- Written problem
Replace "one entry per line" with "one entry per row" everywhere in the records below, and keep all other text unchanged. Do not include the pictures in your answer.

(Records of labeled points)

● ● ● ● ●

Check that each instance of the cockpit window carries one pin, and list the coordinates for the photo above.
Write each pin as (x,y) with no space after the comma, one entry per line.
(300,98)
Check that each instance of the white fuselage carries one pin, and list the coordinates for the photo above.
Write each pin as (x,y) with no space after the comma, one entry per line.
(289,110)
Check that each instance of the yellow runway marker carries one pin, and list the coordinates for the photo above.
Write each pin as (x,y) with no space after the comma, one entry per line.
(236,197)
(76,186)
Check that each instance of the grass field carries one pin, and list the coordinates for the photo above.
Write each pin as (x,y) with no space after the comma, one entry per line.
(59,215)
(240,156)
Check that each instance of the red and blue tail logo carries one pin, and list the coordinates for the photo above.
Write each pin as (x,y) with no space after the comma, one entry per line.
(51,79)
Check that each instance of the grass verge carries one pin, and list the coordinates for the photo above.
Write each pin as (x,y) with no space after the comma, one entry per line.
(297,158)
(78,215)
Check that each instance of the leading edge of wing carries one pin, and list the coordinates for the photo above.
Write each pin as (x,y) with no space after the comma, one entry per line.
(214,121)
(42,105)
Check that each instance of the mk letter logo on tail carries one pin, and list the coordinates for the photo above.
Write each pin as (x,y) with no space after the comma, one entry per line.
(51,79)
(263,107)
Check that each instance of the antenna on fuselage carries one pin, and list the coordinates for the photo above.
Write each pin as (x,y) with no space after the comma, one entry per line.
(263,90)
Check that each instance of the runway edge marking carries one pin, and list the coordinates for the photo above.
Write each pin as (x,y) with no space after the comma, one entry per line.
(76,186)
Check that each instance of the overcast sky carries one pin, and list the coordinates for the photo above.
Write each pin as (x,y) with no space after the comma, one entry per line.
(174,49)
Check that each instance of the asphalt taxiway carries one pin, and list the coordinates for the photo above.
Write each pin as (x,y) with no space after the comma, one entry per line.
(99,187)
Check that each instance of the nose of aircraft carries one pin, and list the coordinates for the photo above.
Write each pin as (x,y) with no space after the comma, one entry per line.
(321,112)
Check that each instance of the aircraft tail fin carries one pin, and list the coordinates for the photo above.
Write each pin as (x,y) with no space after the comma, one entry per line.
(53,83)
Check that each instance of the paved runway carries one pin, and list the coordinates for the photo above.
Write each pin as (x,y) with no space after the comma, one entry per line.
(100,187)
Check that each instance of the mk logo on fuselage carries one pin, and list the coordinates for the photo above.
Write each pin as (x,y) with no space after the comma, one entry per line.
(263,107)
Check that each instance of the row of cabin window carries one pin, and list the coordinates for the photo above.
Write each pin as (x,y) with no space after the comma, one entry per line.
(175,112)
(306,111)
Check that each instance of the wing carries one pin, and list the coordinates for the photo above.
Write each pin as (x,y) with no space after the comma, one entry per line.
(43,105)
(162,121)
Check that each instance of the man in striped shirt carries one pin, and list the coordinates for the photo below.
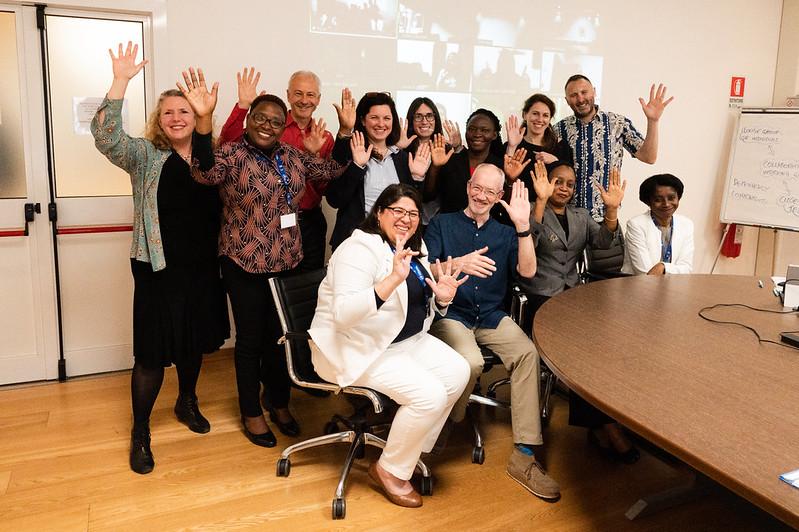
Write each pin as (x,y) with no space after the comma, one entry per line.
(598,138)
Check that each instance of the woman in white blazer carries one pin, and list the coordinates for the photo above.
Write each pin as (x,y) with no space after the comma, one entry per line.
(659,242)
(370,329)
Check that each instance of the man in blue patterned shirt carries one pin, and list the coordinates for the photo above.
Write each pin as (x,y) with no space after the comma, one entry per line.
(598,138)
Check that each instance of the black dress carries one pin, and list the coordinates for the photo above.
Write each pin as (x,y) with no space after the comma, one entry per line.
(180,312)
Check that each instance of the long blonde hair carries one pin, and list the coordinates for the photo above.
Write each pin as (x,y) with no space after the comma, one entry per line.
(153,131)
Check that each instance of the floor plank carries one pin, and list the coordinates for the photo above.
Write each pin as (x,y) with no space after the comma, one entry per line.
(64,452)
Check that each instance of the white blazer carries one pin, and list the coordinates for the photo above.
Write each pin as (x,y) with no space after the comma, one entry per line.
(642,247)
(348,330)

● ● ● ● ●

- Exercise result
Check that each instance of the cockpit window carries one pin, and list the coordinates for the photo above.
Write each pin as (x,y) with no space after the comma, one entry per row.
(300,98)
Check that each instance of the white fuselage carries one pin, and list the coordinates for the photo above.
Write each pin as (x,y) with no space after the comma, one entry per row.
(289,110)
Check that each instance of the yellow runway marker carries one pin, and list the coordinates for the photo above.
Write each pin as (x,y) with no space after the comma, one entry per row.
(236,197)
(76,186)
Check that each instance of the grass field carries one pin, and list the coordinates for the photo above.
Write each pin as (x,y) with no space after the comma, one entry per row.
(59,215)
(240,156)
Check that each instance of the red and blue tail logo carries one pin, and list the coordinates for the photo above.
Write each pin as (x,y) with no space after the comma, one entry per row.
(51,79)
Check that each instance of the grass verge carries one pin, and list the coordinates for the photo above.
Write each pin as (x,y) with no space after the comma, one entry per row.
(297,158)
(78,215)
Check that each instance of the leading edge of wing carries one pin, and list the coordinates for the photo above.
Write each pin as (x,y) with no space after the comma, one entry per row.
(214,121)
(42,105)
Check that each instance of the mk letter logo on tail carries one pin, and list the coordinates for the photo above.
Write each pin as (x,y) with no space after the comma, one entry per row.
(51,79)
(263,107)
Check that each instance of the antenna on fuselage carries one pin, and list the coordinates for the photo above.
Write each pin as (x,y) with no space after the comma, one entry per row.
(263,90)
Check that each instance of the runway edge marking carries one pin, and list the coordinates for the photo above.
Write each pin as (x,y) with no space after the comma, one entry per row.
(76,186)
Check that each instance of the overcast sky carries one pin, and list the coordinates for the photo above.
Write each pin as (x,y) with no space after the comma, one entry per row.
(174,49)
Check that each instance of the asphalt taxiway carries one pin, and list the coordinates for the photo above.
Write each pin as (x,y) with no space after the comma, one entry per row.
(99,187)
Check that each instance of the nose of aircraft carries one pin, and list the coordinates for the photo above.
Write each pin as (x,y) with no space after the comma, one entry per row.
(321,112)
Check that each instance of the aircraft tail fin carries one pin, and list the coordinates for the photo above.
Write each pin as (x,y) with no space after the comma, one entry per row.
(53,83)
Check that each instance of the paved runway carries one pin, and list the coordinates for the photo above.
Write each pin as (x,y) with no space after the comma, one entry per row.
(100,187)
Check that each instance of the mk logo on fuselage carries one pin, and list the coordinates for the photo above.
Write each pin as (x,y) with no space after the comma, one entry per row.
(263,107)
Check that each instance of the row of cabin window carries one pin, and list the coordinates for the photo above.
Write each pin as (x,y) with no space after the comma, one entry per row.
(175,112)
(306,111)
Check that each instance of the wing carries one pin, and list the coordinates for the photo above.
Write each pin as (x,y) with no space after the comma, one entry per row.
(43,105)
(162,121)
Check that each instance of the man in striped shirt carries one pin, and list the coordinates for the photo below.
Write each pin as (x,y) with no space after the comma, one entry per row.
(598,138)
Check that each instance of the woman in white blazer carries one pin, and list the coordinates for the photo above.
Write each pin as (x,y) with no space after the comma, one entry per row.
(659,242)
(370,329)
Check that each instance of the man in blue patterned shirt carries one pin, and list the coordinates for the photo above.
Write each pin as (x,y) with no space after the comma, one entry per row.
(598,138)
Check that each instance of the black dress carries one pin, and list the coordinates for the photo above.
Write each pin as (x,y) with no space after the comma, one entry per row.
(180,312)
Check that each instance of the long blonde hair carries one pin, and list the coordinates for the photo above.
Write each pin as (x,y) with no space after the comma, one entry per row.
(153,131)
Check that each instance of the floor plank carries one pin, and list the coordinates for the photo above.
Write each pin as (x,y) with no space after the comma, one entry per row.
(64,452)
Check that each instance of the white blazer carries one pin, and list the coordinates for the photo above.
Write each pin as (x,y) with no space after the comma, one entry per row.
(642,247)
(348,330)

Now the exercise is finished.